-- EXTRACT --
• • • •

If the live-action stunts in your house or the millions of videos on the internet are not enough to get your attention on this matter, then let’s break cat jumps into numbers, just to put things into perspective.
The average height for cats is about 9-10 inches (22.8-25.4 cm) and their average length is 18 inches (45.2 cm) including head and body. Adding the normal length of a cat’s tail, that’s 30 inches (76.2 cm) in total, from the tips of their heads to the tips of their tails.
Typically, cats can jump from 7.5 (229 cm) feet to an unbelievable 9 feet (274.3 cm). That is from 7 to 9 times their body length in total, which is absolutely fantastic. Please note that this is how high the average house cat gets. Larger cats can jump even higher than that, reaching a whopping 10-11 feet (305 -335 cm).
How are cats able to jump that high?
The answer to this one is their anatomy and physiology. Cats are built to be fantastic jumpers.
They have low body weight, powerful muscles, and most, importantly, strong bones. They have amazing strength in their hind legs and they use that to propel themselves into the air, reaching these unbelievable heights.
At first, they take the jumping position by crouching all their four limbs on the floor. Then they lift up their front paws, stretching their torsos upwards, and, for the final move, they push hard on their hind legs to propel themselves upward. Their tails have an important role in helping cats keep their balance.
Why can cats jump so high?
Cats get these impressive jumping skills from their wild feline ancestors that survived on hunting. Felines need to be able to jump to be successful hunters, but also to fight off other predators, and it seems that cats have held on to this fantastic feature. Even though household cats don’t need to hunt, they still have hunting instincts and hunting abilities. So the next time you see your cat leaping from the kitchen counter, take a good look at its powerful back legs and how they propel it forward. It will look a bit like National Geographic.
Will cats jump off balconies or tall buildings?
While there have been countless accidents involving cats falling from balconies, windows, or other high places, cats do have a good sense of preservation. If they get a good sense of their surroundings, that is. In fact, this is usually the biggest problem. Cats are great jumpers, but they might not realize how high they are just by looking out the window.

• • • •

-- EXCERPTED DATA --

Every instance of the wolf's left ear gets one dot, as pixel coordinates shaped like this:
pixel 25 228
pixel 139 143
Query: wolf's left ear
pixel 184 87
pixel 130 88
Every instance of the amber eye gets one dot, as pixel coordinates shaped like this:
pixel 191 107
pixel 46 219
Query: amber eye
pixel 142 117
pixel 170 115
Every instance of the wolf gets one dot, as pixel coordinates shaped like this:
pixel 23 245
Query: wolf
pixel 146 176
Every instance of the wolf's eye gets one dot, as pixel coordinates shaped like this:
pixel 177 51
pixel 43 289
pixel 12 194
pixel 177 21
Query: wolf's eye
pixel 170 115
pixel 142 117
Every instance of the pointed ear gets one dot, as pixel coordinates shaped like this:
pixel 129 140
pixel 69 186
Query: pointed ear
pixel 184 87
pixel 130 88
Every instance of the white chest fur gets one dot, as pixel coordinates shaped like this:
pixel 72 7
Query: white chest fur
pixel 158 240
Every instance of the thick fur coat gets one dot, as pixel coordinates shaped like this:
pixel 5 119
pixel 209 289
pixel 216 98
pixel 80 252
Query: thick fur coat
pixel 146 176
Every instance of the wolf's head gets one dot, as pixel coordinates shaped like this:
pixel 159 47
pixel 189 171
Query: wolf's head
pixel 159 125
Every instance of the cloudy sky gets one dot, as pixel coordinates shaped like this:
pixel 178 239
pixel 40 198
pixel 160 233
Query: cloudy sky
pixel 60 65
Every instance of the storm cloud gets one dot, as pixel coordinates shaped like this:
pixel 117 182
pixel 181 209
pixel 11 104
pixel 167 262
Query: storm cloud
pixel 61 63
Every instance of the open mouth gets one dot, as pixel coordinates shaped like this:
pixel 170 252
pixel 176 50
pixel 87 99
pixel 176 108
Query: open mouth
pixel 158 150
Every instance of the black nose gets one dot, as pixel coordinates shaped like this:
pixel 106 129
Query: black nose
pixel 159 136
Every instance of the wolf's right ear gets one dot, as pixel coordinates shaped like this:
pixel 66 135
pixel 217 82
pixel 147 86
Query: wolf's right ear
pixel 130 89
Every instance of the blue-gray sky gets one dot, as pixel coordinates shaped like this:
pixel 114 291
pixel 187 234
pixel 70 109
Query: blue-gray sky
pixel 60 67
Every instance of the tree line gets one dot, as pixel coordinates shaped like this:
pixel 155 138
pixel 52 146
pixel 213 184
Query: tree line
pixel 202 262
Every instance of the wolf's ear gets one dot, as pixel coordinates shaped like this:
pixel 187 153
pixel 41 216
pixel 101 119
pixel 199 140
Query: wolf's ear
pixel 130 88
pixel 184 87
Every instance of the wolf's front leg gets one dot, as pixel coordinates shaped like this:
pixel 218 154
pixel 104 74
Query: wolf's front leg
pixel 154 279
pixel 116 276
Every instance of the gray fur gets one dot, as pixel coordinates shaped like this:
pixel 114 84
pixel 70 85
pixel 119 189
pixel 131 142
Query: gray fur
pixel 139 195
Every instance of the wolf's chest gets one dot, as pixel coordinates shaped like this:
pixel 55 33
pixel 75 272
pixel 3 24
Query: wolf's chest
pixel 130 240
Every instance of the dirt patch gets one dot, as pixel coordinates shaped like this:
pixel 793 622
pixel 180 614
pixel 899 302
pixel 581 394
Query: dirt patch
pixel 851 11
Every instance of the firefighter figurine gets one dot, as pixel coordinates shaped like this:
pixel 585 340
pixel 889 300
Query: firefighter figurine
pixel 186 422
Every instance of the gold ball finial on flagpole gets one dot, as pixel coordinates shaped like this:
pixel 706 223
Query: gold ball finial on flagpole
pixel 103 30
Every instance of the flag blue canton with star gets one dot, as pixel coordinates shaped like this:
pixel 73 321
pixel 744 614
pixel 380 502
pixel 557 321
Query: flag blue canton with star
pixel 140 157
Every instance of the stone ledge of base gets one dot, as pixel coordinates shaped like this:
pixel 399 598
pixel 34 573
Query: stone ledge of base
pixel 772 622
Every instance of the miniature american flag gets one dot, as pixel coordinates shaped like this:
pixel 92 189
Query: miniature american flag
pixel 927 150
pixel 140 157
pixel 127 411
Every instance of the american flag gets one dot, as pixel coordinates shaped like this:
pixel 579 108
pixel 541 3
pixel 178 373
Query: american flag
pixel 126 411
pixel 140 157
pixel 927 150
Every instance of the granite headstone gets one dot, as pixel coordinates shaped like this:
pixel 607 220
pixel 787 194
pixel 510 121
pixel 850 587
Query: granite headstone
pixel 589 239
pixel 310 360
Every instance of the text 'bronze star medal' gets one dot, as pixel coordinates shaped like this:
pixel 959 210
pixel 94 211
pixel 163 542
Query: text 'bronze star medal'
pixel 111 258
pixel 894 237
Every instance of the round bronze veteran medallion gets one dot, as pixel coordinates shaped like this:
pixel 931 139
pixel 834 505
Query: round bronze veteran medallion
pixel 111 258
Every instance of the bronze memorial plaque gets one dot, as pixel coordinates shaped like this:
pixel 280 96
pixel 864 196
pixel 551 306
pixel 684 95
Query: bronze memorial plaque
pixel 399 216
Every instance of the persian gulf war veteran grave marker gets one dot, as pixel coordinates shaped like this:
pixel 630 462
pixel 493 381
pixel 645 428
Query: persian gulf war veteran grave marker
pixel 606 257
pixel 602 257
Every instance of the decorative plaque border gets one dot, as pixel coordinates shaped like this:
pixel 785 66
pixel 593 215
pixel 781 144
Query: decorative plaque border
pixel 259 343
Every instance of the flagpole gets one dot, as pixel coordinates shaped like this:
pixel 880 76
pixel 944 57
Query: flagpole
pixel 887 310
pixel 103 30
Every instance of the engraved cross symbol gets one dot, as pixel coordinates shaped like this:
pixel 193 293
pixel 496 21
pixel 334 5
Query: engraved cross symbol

• • • •

-- WRITTEN TASK 1 --
Copy the passage on cat jumps from "Typically, cats can" to "be fantastic jumpers.".
-- WRITTEN TASK 2 --
Switch "tree line" to "forest edge" in the records, from the line with "Every instance of the blue-gray" to the line with "pixel 202 262", both included. Give back only those lines, with nothing else changed.
The records are unrelated to the text.

-- OUTPUT 1 --
Typically, cats can jump from 7.5 (229 cm) feet to an unbelievable 9 feet (274.3 cm). That is from 7 to 9 times their body length in total, which is absolutely fantastic. Please note that this is how high the average house cat gets. Larger cats can jump even higher than that, reaching a whopping 10-11 feet (305 -335 cm).
How are cats able to jump that high?
The answer to this one is their anatomy and physiology. Cats are built to be fantastic jumpers.

-- OUTPUT 2 --
Every instance of the blue-gray sky gets one dot, as pixel coordinates shaped like this:
pixel 114 291
pixel 187 234
pixel 70 109
Query: blue-gray sky
pixel 60 67
Every instance of the forest edge gets one dot, as pixel coordinates shaped like this:
pixel 155 138
pixel 52 146
pixel 213 184
Query: forest edge
pixel 202 262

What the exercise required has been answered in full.